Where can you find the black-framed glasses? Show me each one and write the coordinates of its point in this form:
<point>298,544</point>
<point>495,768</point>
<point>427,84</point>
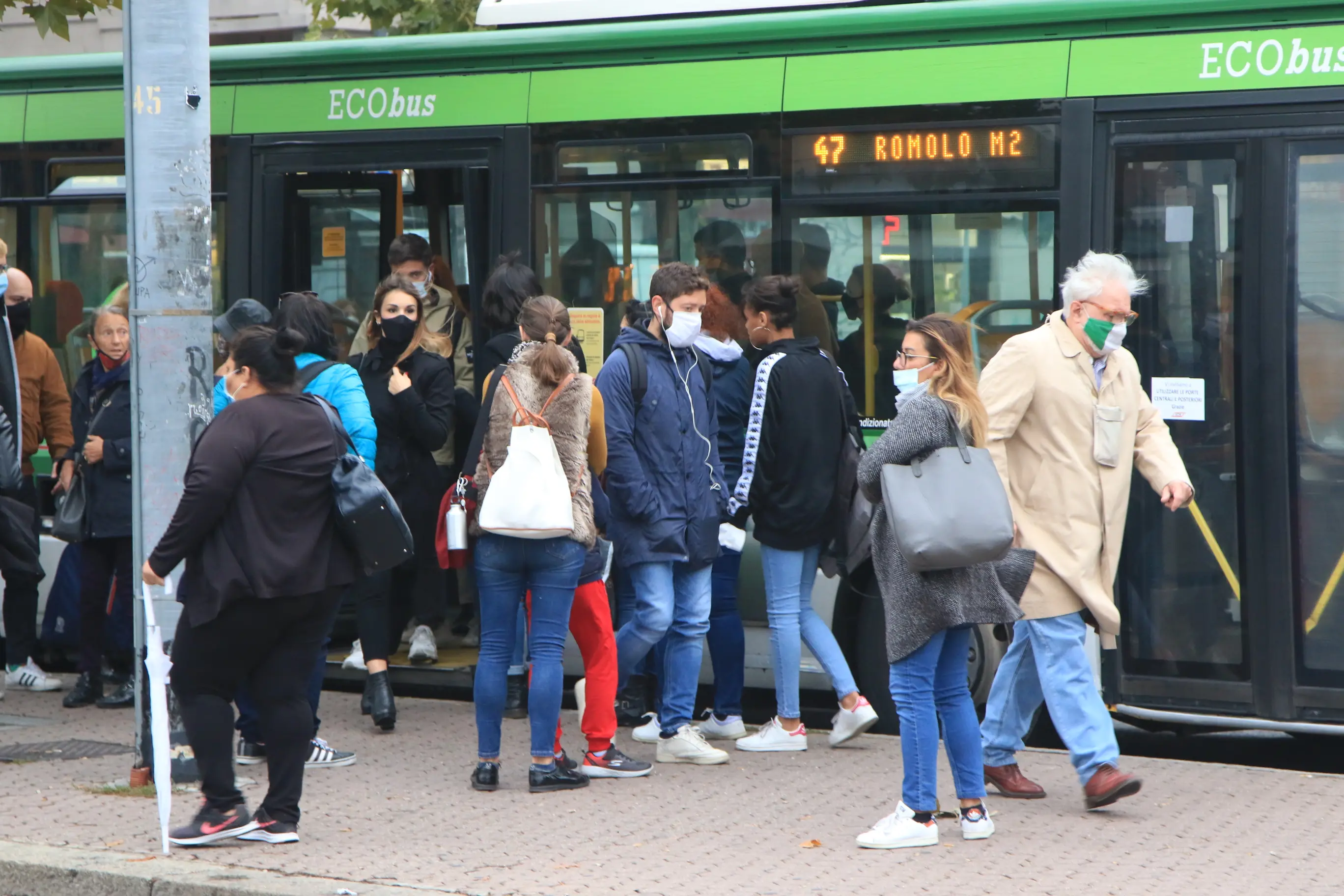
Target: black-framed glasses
<point>908,357</point>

Exercise brief
Write out every row above again, requests included, and leave out the pictures. Shift each coordinate in the answer points up by 106, but keep the sample points inside the requests unchanged.

Reply to the task
Where can you find the black-framed glasses? Show me each one and write the coordinates of its point in this form:
<point>298,544</point>
<point>495,768</point>
<point>427,84</point>
Target: black-framed glasses
<point>1014,463</point>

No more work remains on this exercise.